**Goal of the exercise:** In the records below, find the line containing "Note: indicate the parked car"; copy exactly that line and all lines after it to the end, and nothing else.
------------------------------------
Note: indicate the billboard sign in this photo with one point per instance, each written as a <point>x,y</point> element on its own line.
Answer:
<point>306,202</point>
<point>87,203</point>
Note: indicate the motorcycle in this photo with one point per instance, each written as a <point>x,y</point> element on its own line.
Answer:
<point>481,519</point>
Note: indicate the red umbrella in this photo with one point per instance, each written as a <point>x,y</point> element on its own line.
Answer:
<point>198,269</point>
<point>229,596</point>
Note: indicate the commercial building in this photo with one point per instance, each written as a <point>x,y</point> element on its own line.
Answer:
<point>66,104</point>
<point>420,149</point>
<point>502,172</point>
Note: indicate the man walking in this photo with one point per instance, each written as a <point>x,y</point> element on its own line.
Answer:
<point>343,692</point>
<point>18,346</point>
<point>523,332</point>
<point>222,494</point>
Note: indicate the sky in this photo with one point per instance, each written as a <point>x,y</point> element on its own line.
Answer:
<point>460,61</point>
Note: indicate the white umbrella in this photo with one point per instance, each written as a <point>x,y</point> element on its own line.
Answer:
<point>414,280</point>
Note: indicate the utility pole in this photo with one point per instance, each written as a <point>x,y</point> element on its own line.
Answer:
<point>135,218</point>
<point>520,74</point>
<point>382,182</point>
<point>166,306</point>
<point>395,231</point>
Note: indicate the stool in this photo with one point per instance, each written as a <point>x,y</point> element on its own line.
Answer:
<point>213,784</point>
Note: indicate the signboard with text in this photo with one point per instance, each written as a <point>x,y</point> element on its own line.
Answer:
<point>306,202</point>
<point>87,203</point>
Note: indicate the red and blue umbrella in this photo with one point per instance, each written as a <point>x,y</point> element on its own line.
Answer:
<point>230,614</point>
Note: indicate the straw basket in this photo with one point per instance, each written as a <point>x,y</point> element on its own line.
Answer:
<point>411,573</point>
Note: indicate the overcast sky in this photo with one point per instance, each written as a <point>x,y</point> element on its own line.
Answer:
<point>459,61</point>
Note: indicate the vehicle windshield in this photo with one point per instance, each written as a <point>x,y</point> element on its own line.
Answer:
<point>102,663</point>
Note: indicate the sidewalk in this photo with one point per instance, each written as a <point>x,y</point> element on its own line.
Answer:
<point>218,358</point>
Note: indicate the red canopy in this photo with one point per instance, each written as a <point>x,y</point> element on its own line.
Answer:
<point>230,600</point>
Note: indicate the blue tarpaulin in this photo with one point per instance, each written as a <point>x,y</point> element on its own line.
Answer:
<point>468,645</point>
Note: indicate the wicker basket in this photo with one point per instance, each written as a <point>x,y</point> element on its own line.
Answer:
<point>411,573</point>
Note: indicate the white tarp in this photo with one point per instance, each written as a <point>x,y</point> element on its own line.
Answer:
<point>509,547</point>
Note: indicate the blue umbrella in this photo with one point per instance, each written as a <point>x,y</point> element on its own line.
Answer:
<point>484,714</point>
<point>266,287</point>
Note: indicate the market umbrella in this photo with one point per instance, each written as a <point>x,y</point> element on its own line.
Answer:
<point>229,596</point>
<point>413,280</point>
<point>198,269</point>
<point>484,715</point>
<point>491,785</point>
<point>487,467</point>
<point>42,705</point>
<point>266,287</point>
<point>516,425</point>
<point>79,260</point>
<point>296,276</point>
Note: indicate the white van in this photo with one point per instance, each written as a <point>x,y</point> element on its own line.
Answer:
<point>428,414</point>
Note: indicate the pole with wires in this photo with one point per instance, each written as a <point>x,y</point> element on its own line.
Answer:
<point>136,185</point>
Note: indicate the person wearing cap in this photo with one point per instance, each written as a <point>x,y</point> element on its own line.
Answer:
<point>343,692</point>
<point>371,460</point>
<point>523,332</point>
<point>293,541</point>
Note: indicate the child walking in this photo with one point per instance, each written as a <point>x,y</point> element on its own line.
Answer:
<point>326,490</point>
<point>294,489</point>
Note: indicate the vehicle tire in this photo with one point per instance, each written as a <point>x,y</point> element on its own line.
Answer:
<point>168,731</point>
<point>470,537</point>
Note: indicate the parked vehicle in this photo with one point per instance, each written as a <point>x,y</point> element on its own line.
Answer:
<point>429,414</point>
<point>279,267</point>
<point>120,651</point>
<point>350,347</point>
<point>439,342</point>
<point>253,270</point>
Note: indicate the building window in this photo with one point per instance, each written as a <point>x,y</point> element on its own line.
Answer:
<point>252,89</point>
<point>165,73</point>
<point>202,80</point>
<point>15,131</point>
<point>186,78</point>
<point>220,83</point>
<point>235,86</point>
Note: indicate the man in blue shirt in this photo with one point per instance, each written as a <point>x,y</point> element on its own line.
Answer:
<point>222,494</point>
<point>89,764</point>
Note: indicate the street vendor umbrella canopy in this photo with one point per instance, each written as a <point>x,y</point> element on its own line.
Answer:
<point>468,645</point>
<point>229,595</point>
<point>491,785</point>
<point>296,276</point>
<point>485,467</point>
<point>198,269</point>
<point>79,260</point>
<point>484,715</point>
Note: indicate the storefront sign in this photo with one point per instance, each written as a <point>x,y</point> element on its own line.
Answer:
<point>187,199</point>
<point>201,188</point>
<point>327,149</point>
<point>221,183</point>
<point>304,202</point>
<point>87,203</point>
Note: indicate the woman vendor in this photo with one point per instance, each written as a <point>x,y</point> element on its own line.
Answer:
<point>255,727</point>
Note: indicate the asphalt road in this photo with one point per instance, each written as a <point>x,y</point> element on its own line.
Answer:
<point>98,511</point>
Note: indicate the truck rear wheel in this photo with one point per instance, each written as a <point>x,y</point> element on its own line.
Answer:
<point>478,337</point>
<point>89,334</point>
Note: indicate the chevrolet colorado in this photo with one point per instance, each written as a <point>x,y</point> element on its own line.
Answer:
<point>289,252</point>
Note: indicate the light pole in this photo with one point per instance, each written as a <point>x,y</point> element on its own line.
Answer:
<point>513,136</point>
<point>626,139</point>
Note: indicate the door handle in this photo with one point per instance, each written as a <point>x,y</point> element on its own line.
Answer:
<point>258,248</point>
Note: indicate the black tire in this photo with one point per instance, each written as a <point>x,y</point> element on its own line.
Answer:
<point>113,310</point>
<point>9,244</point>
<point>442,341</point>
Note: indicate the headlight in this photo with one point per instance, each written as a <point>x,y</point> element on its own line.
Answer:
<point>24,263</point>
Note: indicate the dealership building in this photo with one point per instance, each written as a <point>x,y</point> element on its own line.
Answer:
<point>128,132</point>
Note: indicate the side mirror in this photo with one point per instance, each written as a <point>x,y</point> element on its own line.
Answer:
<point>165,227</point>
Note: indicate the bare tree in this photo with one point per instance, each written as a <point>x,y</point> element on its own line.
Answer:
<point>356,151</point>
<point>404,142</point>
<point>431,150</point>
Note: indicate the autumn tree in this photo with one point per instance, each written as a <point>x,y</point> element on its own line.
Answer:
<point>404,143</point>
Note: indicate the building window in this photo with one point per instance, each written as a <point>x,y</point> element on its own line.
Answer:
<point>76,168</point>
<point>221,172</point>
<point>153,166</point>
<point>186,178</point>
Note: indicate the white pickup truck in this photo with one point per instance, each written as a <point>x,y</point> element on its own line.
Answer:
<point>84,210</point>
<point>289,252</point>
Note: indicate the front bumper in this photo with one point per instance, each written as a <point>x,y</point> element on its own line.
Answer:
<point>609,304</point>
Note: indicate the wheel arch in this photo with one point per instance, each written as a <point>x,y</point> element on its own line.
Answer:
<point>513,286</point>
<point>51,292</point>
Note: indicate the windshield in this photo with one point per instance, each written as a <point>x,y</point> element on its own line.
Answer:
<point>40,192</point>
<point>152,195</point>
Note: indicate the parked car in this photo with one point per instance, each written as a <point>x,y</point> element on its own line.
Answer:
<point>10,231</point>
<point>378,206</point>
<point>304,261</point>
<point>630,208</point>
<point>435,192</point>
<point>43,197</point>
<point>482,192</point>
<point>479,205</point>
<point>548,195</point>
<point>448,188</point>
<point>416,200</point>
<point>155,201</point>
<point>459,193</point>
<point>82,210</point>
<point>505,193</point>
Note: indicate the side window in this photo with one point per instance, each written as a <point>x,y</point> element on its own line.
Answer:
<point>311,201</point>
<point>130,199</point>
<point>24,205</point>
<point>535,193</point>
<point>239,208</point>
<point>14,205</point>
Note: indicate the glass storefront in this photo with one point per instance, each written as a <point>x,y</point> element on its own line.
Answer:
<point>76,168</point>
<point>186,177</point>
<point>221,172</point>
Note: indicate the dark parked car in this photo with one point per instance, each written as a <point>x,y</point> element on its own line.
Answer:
------------------------------------
**Problem solution:**
Note: indicate the parked car in this photo with one point per instance, each written as a <point>x,y</point> element on its own line.
Answer:
<point>10,231</point>
<point>378,206</point>
<point>304,261</point>
<point>630,208</point>
<point>435,192</point>
<point>43,197</point>
<point>482,192</point>
<point>479,205</point>
<point>548,195</point>
<point>448,188</point>
<point>416,200</point>
<point>155,201</point>
<point>459,193</point>
<point>82,210</point>
<point>505,193</point>
Note: indicate the side window in this photo with one point per instance, each written as a <point>x,y</point> element on its own line.
Answer:
<point>311,201</point>
<point>130,199</point>
<point>24,205</point>
<point>535,193</point>
<point>239,208</point>
<point>14,205</point>
Note: indicate the glass storefront in this photo with one point per instance, each written as a <point>x,y</point> element on its own line.
Answer:
<point>76,168</point>
<point>186,177</point>
<point>221,172</point>
Note: indicate the dark parked car in this photo with one point per instance, each written as a <point>x,y</point> element on its own line.
Answer:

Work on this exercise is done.